# [Page excerpt]
——————————

|
|
DescriptionImplementing Color32 functions for Neon platforms.
Besides the raw processing improvement provided by Neon, the code uses memory
preteches (pld) which seem to improve performance greatly when dealing with
very large counts.
This was tested using bench where color32 accounts for the majority of the
workload:
bench -match rects_1 -config 8888 -repeat 500 -forceBlend 1
(the forceBlend is there so that the Color32 code does not go through the
special cases where alpha == 0xFF as it would transform color32 into
a sk_memset32.
Numbers averaged over 3 runs:
bench name | Before | Neon, no pld | Neon with pld | full boost
rrects_1 | 153.9 | 128.3 | 92 | 1.66x
rects_1_stroke_4| 32.8 | 31.4 | 28.45 | 1.15x
rects_1 | 125.35 | 97.2 | 63.59 | 1.97x
Credits: various googletv team members.
Patch Set 1 #
Total comments: 9
Patch Set 2 : small modifications based on comments, small code cleanup, still some issues unresolved #Patch Set 3 : '' #Patch Set 4 : '' #MessagesTotal messages: 15
How did you find measured speedup? I ran the full Skia benchmark suite on a nexus_s with and without your changes, and see very few improvements. We need to understand where you think this will help us in order to accept it. Do we need new benchmarks? http://codereview.appspot.com/5569077/diff/1/src/opts/SkBlitRow_opts_arm.cpp File src/opts/SkBlitRow_opts_arm.cpp (right): http://codereview.appspot.com/5569077/diff/1/src/opts/SkBlitRow_opts_arm.cpp#... src/opts/SkBlitRow_opts_arm.cpp:19: #define CACHE_LINE_SIZE 32 Is your intent that compilers would redefine this on other targets? Would that make an #ifndef guard reasonable? The web suggests that there are 64B neon cache line architectures, although I don't know if we're compiling Skia on any of them yet. http://codereview.appspot.com/5569077/diff/1/src/opts/SkBlitRow_opts_arm.cpp#... src/opts/SkBlitRow_opts_arm.cpp:24: # define PLD128(x, n) PLD64(x, n) PLD64(x, (n) + 64) Style nit: in Skia, spaces go before the #, not after. http://codereview.appspot.com/5569077/diff/1/src/opts/SkBlitRow_opts_arm.cpp#... src/opts/SkBlitRow_opts_arm.cpp:1293: asm volatile ( Only indenting the subsequent 4 instead of 14 would make the line length limit a little less stringent http://codereview.appspot.com/5569077/diff/1/src/opts/SkBlitRow_opts_arm.cpp#... src/opts/SkBlitRow_opts_arm.cpp:1357: // left to process. Very nice explanatory comment; thanks!
Sign in to reply to this message.

——————————

# [Data extract]
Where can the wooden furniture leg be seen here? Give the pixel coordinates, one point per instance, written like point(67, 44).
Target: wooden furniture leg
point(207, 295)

——————————

# [Requirements]
**A)** In the code review page on Neon Color32 functions, translate this sentence into French: "We need to understand where you think this will help us in order to accept it."
**B)** Reproduce the passage of the code review page on Neon Color32 functions that begins with the words "Numbers averaged over" and ends with "googletv team members.".

# [Task-by-task outputs]
**A)** Nous devons comprendre en quoi, selon vous, cela nous aidera, afin de pouvoir l'accepter.

**B)**
Numbers averaged over 3 runs:
bench name | Before | Neon, no pld | Neon with pld | full boost
rrects_1 | 153.9 | 128.3 | 92 | 1.66x
rects_1_stroke_4| 32.8 | 31.4 | 28.45 | 1.15x
rects_1 | 125.35 | 97.2 | 63.59 | 1.97x
Credits: various googletv team members.